- Problem details -
Only one stretch of the data below is needed. Output the lines from the one with "Where can the asphalt" up to and including the one with "Where can the green conical", exactly as they stand.

- Data records -
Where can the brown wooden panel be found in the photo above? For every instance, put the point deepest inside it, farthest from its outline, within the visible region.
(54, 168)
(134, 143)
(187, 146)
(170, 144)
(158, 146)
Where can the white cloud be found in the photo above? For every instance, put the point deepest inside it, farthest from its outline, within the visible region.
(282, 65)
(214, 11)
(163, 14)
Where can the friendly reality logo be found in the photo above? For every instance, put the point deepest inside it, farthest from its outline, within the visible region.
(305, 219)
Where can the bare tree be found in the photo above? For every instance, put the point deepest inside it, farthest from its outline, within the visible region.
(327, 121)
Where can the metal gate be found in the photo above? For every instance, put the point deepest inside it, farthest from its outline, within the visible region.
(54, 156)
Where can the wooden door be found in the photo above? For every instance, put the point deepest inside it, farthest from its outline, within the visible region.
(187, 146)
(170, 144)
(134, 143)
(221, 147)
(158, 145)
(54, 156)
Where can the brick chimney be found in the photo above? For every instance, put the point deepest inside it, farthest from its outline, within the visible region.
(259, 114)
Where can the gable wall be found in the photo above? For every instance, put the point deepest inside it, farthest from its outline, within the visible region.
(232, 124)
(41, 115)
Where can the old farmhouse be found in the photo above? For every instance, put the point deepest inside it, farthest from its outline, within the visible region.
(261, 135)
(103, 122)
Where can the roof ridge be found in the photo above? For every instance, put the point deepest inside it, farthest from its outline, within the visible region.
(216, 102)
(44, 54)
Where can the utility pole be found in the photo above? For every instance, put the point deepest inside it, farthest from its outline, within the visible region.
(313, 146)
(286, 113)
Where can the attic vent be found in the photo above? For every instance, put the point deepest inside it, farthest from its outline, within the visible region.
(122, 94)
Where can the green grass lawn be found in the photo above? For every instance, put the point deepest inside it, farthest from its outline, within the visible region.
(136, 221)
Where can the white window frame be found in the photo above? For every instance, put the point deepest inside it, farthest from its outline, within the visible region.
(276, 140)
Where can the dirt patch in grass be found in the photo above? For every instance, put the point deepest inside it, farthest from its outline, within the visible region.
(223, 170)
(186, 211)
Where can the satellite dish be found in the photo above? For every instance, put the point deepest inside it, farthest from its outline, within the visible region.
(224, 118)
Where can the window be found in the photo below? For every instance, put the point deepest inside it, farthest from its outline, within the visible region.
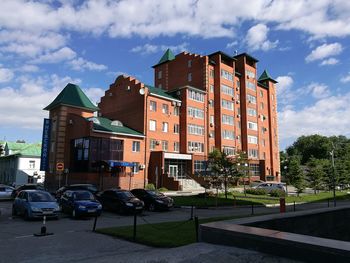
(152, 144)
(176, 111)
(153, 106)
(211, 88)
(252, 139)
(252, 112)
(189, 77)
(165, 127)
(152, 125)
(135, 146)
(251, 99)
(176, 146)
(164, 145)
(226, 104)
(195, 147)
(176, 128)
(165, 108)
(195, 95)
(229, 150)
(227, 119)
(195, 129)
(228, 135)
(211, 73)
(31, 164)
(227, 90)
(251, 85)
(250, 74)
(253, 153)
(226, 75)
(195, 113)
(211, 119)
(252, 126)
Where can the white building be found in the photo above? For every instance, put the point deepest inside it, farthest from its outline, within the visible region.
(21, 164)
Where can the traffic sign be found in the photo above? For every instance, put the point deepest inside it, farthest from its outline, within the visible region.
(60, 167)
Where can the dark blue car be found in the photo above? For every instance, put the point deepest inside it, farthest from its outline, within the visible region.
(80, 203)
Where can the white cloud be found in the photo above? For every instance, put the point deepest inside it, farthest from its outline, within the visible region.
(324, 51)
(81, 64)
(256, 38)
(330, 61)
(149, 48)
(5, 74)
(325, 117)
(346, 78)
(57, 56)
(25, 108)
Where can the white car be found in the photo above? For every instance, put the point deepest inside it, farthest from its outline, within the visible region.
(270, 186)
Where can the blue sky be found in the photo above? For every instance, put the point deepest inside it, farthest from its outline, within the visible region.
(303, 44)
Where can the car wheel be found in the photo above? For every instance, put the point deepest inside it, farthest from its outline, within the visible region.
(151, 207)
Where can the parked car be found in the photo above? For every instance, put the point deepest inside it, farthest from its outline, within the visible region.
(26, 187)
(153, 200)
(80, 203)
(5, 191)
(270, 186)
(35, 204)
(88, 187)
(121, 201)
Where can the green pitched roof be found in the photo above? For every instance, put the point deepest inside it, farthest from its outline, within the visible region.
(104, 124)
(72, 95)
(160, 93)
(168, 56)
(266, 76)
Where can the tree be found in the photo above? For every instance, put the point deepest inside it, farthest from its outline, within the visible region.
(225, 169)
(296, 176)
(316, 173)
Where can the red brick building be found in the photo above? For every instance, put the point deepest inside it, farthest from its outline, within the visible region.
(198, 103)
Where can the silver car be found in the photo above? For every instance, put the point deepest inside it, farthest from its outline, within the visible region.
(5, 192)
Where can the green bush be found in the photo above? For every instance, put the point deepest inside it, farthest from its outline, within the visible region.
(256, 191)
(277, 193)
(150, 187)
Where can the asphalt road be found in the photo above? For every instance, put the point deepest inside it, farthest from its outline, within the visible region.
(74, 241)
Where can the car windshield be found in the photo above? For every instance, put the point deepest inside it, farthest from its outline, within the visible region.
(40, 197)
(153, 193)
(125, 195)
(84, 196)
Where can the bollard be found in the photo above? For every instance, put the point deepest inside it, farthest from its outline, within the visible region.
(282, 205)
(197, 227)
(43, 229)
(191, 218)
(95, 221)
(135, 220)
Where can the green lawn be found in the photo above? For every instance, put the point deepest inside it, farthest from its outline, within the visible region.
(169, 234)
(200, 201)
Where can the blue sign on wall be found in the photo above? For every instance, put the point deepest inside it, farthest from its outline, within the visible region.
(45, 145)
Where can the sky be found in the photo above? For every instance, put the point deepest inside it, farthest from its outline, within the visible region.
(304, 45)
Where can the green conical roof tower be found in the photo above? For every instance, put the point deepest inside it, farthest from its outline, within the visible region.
...
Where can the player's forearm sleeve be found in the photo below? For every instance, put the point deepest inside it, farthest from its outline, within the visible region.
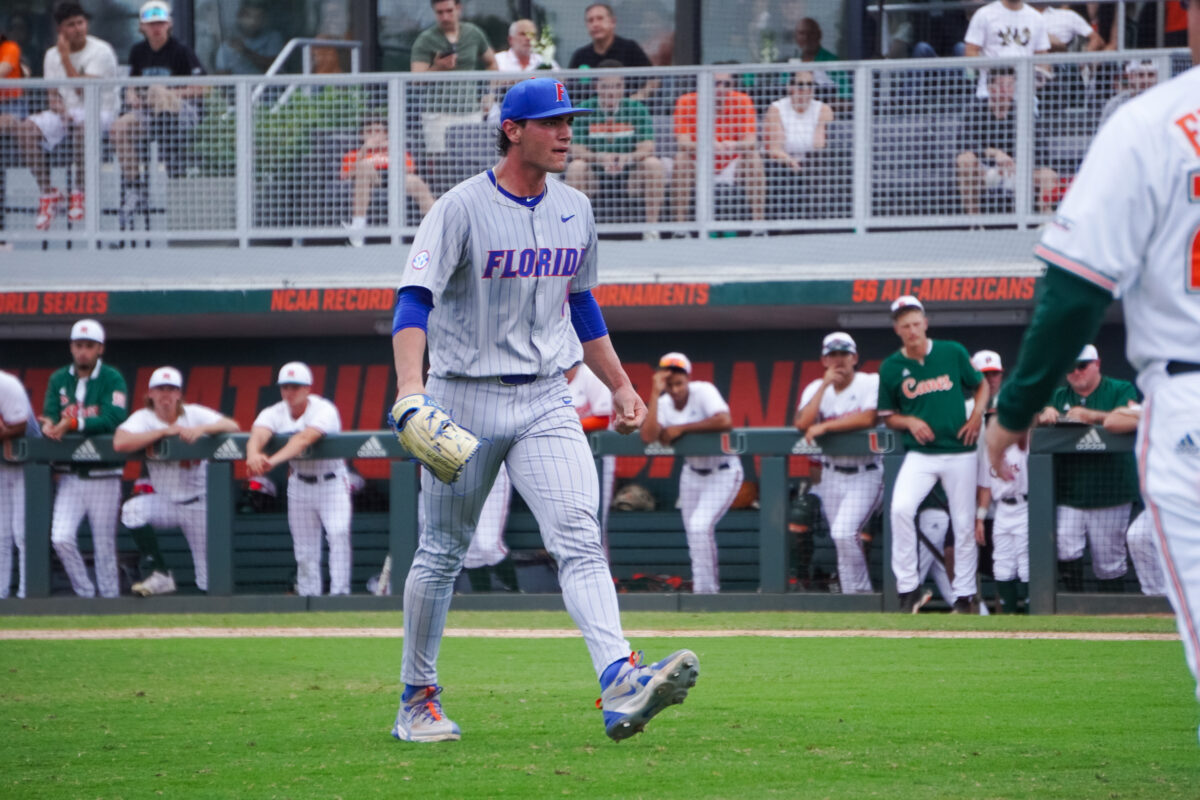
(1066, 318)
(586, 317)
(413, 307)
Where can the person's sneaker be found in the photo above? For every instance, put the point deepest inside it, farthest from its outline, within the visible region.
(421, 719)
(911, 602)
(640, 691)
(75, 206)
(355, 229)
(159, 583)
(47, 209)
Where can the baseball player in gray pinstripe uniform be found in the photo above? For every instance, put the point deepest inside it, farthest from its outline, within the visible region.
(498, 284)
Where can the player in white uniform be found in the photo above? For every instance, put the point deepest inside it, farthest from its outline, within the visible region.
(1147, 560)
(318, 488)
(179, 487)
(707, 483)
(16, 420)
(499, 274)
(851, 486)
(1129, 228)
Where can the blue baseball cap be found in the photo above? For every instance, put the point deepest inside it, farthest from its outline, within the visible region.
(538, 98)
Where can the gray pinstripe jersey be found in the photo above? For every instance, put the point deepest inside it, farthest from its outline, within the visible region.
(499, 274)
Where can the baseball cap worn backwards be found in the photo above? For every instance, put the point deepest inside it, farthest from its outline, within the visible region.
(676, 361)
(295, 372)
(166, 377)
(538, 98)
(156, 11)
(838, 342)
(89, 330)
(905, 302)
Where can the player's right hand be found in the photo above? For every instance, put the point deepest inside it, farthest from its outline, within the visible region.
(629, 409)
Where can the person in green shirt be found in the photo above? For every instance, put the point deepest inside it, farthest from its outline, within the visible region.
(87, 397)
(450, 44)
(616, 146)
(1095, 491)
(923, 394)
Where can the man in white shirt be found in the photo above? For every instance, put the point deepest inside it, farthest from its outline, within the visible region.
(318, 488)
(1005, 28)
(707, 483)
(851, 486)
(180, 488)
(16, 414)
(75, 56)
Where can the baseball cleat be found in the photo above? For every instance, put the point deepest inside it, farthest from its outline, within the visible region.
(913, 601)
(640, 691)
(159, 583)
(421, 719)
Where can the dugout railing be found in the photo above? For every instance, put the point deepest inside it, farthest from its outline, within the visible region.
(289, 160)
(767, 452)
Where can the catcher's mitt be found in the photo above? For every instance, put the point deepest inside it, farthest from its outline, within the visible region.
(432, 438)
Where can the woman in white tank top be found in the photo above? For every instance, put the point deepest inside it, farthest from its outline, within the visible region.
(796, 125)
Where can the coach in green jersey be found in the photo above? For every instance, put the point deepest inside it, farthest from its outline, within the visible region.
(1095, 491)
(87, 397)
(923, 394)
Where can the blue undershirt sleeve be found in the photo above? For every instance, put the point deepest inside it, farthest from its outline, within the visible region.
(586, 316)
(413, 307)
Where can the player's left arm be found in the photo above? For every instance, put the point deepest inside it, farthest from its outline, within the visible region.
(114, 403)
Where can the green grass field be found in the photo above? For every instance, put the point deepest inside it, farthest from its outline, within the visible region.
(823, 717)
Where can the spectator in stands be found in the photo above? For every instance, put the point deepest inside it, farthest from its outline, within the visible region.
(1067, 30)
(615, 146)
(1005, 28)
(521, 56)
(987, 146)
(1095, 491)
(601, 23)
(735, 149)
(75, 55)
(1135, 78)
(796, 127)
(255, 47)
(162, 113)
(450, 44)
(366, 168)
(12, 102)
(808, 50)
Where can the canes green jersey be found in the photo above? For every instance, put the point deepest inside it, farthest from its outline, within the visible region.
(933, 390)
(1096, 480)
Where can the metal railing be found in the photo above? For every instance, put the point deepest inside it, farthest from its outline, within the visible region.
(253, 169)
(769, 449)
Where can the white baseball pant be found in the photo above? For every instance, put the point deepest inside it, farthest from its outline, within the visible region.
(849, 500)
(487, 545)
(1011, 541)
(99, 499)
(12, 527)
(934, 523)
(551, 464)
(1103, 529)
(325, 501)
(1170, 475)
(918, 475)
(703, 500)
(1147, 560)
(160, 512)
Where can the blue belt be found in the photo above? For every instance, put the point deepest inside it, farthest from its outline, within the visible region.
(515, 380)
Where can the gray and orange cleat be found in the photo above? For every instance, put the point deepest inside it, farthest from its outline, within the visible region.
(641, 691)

- Final answer -
Where can the asphalt road be found in the photo above? For every instance, put the point deepest inside it, farthest from its outline, within the visible region.
(74, 241)
Where can the car windshield be found in the photo above? For every instance, put the point deepest inside it, farthest from its outline, within the visible region.
(40, 197)
(153, 193)
(125, 195)
(84, 196)
Where can the bollard be found in the photo above? For every instance, put the point deepest inside it, farthest from its outline, within the visible region.
(282, 205)
(197, 227)
(43, 229)
(191, 218)
(95, 221)
(135, 220)
Where can the green lawn be found in the photo above? For every instance, put the point deepest inside it, farthest from its outline, within the visible region.
(169, 234)
(200, 201)
Where can the blue sign on wall be found in the photo above? For every instance, put the point deepest inside it, farthest from its outline, within the visible region.
(45, 145)
Where can the sky be found in the photo above? For every instance, put the point deepest inside it, farthest from its outline, within the visible region.
(304, 45)
Where can the green conical roof tower be found in the photo above? For every instance, put the point deepest inside it, farthest from its outline, within the visible region.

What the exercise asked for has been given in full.